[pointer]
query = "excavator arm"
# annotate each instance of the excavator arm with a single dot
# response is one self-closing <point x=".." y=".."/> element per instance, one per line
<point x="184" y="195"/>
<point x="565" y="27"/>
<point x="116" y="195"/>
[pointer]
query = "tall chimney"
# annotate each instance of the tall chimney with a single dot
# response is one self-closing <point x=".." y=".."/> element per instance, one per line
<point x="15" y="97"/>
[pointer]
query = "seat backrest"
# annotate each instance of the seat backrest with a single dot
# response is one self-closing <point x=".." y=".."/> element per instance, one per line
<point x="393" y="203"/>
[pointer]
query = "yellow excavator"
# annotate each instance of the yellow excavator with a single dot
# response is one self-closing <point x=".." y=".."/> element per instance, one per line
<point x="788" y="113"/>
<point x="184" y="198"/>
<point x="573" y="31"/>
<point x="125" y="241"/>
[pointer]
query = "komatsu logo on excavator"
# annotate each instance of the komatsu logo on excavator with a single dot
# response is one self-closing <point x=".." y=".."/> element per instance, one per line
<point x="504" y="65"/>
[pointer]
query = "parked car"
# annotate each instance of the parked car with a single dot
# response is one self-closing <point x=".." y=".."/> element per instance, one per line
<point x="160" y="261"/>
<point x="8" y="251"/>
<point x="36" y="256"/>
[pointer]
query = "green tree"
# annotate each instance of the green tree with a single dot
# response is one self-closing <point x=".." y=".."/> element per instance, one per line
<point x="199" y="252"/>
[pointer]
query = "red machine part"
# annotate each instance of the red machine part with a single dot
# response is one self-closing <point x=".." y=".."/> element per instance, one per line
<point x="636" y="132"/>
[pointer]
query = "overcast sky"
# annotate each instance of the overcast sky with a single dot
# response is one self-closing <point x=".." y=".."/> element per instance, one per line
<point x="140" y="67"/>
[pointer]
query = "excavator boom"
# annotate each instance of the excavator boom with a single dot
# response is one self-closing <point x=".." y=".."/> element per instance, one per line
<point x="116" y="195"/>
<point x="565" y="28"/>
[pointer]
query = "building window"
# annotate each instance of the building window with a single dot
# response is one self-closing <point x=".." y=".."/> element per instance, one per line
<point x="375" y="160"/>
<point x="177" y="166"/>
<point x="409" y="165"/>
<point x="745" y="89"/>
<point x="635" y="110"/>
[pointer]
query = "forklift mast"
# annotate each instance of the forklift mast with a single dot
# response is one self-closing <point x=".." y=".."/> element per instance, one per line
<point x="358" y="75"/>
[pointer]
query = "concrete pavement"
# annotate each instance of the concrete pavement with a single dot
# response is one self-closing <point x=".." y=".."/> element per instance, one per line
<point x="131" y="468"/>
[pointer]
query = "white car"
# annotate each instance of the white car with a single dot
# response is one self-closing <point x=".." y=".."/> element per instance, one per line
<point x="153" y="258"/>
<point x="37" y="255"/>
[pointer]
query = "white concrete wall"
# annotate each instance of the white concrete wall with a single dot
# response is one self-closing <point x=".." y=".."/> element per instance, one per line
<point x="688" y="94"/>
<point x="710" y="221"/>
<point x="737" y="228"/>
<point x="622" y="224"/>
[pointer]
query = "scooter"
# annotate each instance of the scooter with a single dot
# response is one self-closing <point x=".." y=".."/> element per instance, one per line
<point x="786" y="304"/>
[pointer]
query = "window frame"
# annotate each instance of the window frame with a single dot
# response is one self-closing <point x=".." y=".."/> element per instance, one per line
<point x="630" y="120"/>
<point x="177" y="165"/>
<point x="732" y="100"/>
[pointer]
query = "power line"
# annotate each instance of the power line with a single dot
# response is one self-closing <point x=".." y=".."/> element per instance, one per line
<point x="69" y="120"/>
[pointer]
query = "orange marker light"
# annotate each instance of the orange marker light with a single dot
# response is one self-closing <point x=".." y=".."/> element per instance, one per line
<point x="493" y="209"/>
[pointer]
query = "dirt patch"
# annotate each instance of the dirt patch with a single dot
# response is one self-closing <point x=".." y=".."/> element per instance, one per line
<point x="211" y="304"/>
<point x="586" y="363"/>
___
* _Directions_
Emit the records above again, exactly, with no line skipped.

* _Response to the exercise_
[pointer]
query = "excavator arm"
# annotate each instance of the excavator arm with a single dot
# response is one self-closing <point x=".." y=".."/> element per instance, one per line
<point x="184" y="195"/>
<point x="565" y="27"/>
<point x="116" y="195"/>
[pointer]
query = "tall chimney"
# annotate each instance of the tall chimney with a single dot
# response is one self-closing <point x=".." y=".."/> element per instance, one per line
<point x="15" y="97"/>
[pointer]
query = "seat backrest"
# annotate each instance of the seat backrest with a single dot
# response is one self-closing <point x=".." y=".."/> element per instance, one per line
<point x="393" y="203"/>
[pointer]
query = "yellow excavator"
# annotate each instance of the yellow excavator with a single dot
# response is one self-closing <point x=".." y=".."/> element per instance, one per line
<point x="788" y="113"/>
<point x="184" y="198"/>
<point x="573" y="31"/>
<point x="125" y="241"/>
[pointer]
query = "komatsu logo on excavator"
# annotate each instance of the komatsu logo on excavator with a single dot
# response is one self-closing <point x=".." y=".."/> element per instance, one per line
<point x="504" y="65"/>
[pointer]
query = "parked car"
# annotate each instance of the parked car with a single dot
# response is one self-closing <point x=".." y=".."/> element per instance, one per line
<point x="160" y="261"/>
<point x="8" y="251"/>
<point x="36" y="256"/>
[pointer]
query = "green tree"
# annotate each instance of the green tree with a single dot
# response is one self-closing <point x=".." y=".."/> element per instance, one per line
<point x="199" y="252"/>
[pointer]
query = "red machine part"
# annotate each instance of the red machine part with a single dot
# response is one self-closing <point x=".." y=".."/> element per instance, one per line
<point x="636" y="132"/>
[pointer]
query = "overcast sky"
# annotate each instance of the overcast sky with a single dot
# response is one self-closing <point x=".." y=".."/> element per instance, one per line
<point x="140" y="67"/>
[pointer]
query = "excavator boom"
# annotate each instance of the excavator boom with a single dot
# response is one self-closing <point x=".." y=".."/> element per instance, one per line
<point x="116" y="195"/>
<point x="565" y="28"/>
[pointer]
query = "building window"
# annotate each instance of the building window with a single dot
# response is one self-closing <point x=".." y=".."/> element per instance, one per line
<point x="375" y="160"/>
<point x="177" y="166"/>
<point x="409" y="165"/>
<point x="745" y="89"/>
<point x="635" y="110"/>
[pointer]
query = "forklift mast"
# annotate each instance of the forklift mast with a single dot
# response is one self-closing <point x=".." y=".."/> element per instance, one per line
<point x="358" y="75"/>
[pointer]
query = "concrete pavement"
# annotate each instance of the concrete pavement with a single dot
# response is one self-closing <point x=".." y=".."/> element per instance, one per line
<point x="131" y="468"/>
[pointer]
query = "white car"
# annotate each instance of the white car with a single dot
# response is one self-closing <point x=".." y=".."/> element per instance, one per line
<point x="153" y="258"/>
<point x="37" y="255"/>
[pointer]
query = "white concrete wall"
# annotate each instance of the white concrete wall with a single dot
# response is one self-closing <point x=".." y=".."/> element per instance, one per line
<point x="688" y="94"/>
<point x="710" y="221"/>
<point x="737" y="228"/>
<point x="622" y="224"/>
[pointer]
query = "scooter"
# annotate each instance of the scooter with a single dot
# response is one self-closing <point x=".." y=".."/> element per instance, one per line
<point x="786" y="304"/>
[pointer]
query = "window frame"
# annotate each instance of the window frame with a single dot
# response is one self-closing <point x=".." y=".."/> element per instance, one per line
<point x="630" y="120"/>
<point x="177" y="165"/>
<point x="732" y="100"/>
[pointer]
query = "power line"
# annotate each instance of the power line with a single dot
# response is one self-closing <point x=".." y=".."/> element per instance, one per line
<point x="69" y="120"/>
[pointer]
query = "orange marker light"
# annotate each instance of the orange marker light with a single dot
# response is one self-closing <point x=".." y=".."/> element per instance, one per line
<point x="493" y="209"/>
[pointer]
query = "dirt patch"
# annotate each instance of the dirt patch with a single dot
# response is one self-closing <point x=".." y=".."/> element per instance, one per line
<point x="211" y="304"/>
<point x="586" y="363"/>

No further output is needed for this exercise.